- **PROMPT**
According to the dataset snapshot below, how is Traffic Volume expressed?

[[ TEXT, beginning ]]

Dataset Snapshot — 2024
The dashboard covers 24 counties across North and Central Texas for the year 2024. All four metrics — Homicides, Motor Vehicle Crash Deaths, Firearm Fatalities, and Traffic Volume — are expressed as rates per 100,000 population, except Traffic Volume which is average daily vehicles per meter of major roadway.
Not every county has data for every metric — smaller rural counties are suppressed when event counts are too low to produce statistically reliable rates.
1. Homicides (2024)
What it measures: Deaths due to homicide per 100,000 population.

[[ TEXT, end ]]
[[ SOURCE MATERIAL, beginning ]]

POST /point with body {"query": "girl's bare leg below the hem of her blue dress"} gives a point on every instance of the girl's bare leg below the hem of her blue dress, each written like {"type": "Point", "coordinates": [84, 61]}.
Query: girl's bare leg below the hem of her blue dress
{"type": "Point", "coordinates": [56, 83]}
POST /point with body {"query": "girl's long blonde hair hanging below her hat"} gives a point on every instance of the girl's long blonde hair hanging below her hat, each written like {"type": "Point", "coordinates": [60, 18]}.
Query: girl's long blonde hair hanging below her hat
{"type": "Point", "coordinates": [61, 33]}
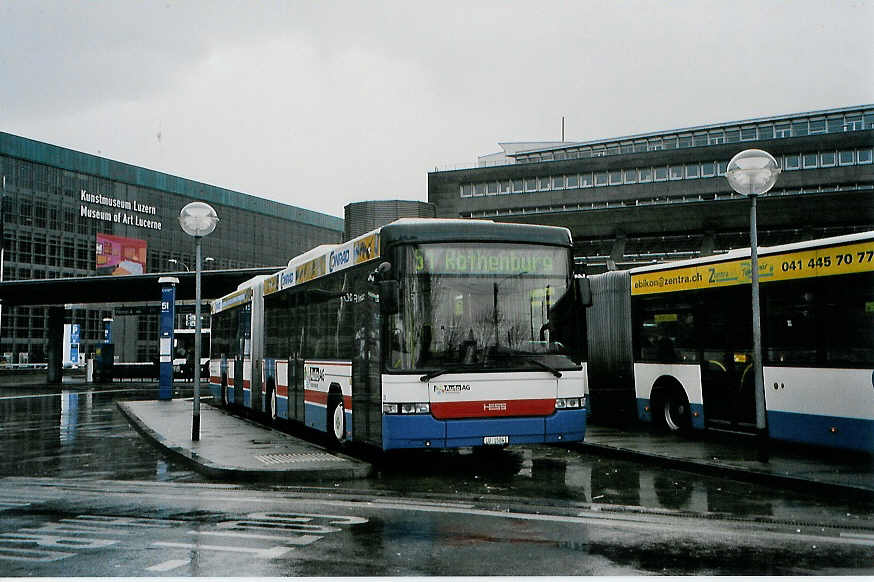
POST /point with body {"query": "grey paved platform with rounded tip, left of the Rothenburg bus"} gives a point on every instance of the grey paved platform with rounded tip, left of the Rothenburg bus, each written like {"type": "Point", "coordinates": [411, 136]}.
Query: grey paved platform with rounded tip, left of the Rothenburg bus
{"type": "Point", "coordinates": [235, 448]}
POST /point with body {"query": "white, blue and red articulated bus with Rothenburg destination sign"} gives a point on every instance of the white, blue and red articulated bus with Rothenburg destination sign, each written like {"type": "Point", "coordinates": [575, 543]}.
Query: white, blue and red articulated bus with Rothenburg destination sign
{"type": "Point", "coordinates": [422, 333]}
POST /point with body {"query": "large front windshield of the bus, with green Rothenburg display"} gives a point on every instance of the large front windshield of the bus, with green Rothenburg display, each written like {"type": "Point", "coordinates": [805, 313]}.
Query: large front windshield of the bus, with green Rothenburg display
{"type": "Point", "coordinates": [478, 306]}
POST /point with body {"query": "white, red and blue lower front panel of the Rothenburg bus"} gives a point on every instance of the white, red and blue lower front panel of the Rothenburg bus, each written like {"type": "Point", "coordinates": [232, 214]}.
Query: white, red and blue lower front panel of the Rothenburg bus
{"type": "Point", "coordinates": [469, 410]}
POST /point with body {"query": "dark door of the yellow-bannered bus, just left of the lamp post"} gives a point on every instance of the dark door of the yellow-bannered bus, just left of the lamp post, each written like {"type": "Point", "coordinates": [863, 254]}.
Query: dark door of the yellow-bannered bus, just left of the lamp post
{"type": "Point", "coordinates": [726, 342]}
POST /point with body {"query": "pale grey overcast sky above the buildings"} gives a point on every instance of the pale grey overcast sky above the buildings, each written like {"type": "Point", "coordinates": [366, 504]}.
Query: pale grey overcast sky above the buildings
{"type": "Point", "coordinates": [318, 104]}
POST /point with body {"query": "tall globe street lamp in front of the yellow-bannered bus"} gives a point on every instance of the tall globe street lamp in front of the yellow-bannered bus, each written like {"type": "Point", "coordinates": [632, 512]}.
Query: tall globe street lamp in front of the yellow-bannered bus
{"type": "Point", "coordinates": [751, 173]}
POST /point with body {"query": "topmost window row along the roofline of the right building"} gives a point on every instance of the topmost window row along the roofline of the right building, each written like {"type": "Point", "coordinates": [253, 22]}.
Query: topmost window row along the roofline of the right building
{"type": "Point", "coordinates": [814, 125]}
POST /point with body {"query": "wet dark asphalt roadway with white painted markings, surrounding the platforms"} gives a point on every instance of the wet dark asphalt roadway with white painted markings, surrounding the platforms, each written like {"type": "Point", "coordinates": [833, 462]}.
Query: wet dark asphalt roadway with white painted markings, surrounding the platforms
{"type": "Point", "coordinates": [82, 493]}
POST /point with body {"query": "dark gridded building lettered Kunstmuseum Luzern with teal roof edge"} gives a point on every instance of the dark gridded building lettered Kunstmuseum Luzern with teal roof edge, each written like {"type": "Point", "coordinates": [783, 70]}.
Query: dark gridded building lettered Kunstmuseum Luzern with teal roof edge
{"type": "Point", "coordinates": [70, 214]}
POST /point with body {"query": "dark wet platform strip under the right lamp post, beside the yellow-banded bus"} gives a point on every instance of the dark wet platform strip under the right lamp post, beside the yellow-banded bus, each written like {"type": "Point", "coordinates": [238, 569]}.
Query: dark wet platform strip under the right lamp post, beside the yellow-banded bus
{"type": "Point", "coordinates": [739, 456]}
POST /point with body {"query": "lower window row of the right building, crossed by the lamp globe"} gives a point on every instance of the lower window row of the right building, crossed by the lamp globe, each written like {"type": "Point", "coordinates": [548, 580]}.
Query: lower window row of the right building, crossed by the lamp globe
{"type": "Point", "coordinates": [789, 162]}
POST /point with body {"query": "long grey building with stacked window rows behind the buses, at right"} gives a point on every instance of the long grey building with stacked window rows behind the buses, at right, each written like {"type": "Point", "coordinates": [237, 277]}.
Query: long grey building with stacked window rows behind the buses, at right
{"type": "Point", "coordinates": [663, 195]}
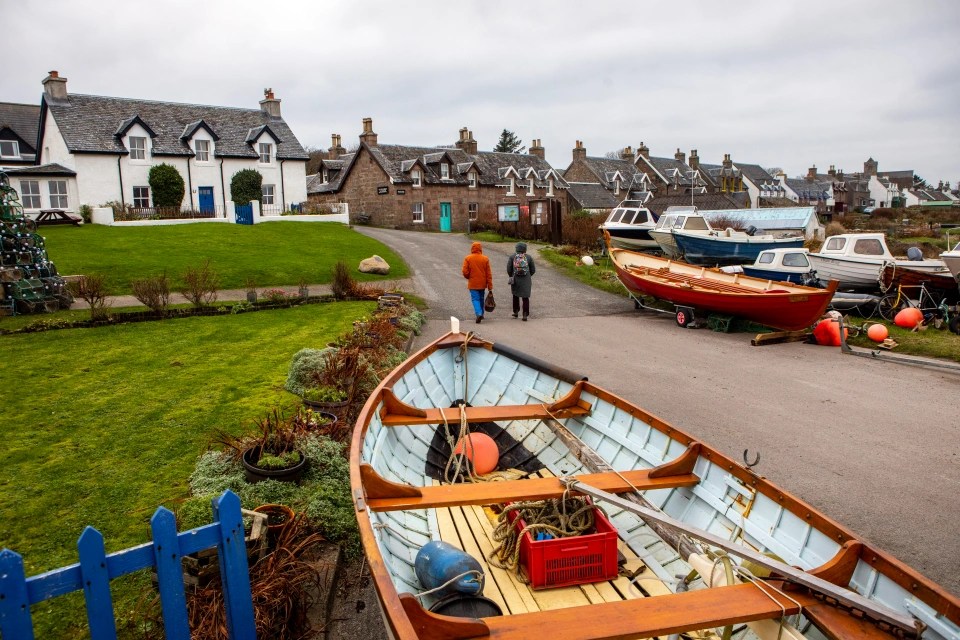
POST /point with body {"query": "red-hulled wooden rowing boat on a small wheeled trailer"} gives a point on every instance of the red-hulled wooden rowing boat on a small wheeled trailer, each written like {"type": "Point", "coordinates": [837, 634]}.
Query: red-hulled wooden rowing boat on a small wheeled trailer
{"type": "Point", "coordinates": [781, 305]}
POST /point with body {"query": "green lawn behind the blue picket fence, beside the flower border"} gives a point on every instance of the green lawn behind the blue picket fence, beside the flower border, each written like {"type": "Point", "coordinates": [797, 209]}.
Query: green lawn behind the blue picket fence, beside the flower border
{"type": "Point", "coordinates": [103, 425]}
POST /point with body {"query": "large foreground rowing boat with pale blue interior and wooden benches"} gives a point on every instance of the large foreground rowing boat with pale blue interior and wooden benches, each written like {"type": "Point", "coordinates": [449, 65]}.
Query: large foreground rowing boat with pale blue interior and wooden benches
{"type": "Point", "coordinates": [675, 504]}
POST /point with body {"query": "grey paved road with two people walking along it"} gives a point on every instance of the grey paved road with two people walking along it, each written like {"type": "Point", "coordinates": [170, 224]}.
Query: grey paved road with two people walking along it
{"type": "Point", "coordinates": [875, 446]}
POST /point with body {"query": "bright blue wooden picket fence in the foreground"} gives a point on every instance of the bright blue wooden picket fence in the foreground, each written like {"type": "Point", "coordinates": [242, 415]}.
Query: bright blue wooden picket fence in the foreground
{"type": "Point", "coordinates": [96, 569]}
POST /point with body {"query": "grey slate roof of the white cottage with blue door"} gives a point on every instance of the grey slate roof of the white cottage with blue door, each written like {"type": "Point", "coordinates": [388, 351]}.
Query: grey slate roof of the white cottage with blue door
{"type": "Point", "coordinates": [89, 124]}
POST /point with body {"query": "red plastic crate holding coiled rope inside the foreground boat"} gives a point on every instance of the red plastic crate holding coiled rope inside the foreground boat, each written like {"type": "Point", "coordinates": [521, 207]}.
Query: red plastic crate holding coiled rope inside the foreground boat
{"type": "Point", "coordinates": [562, 562]}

[[ SOURCE MATERIAL, end ]]

- **EXERCISE ANSWER**
As average daily vehicles per meter of major roadway.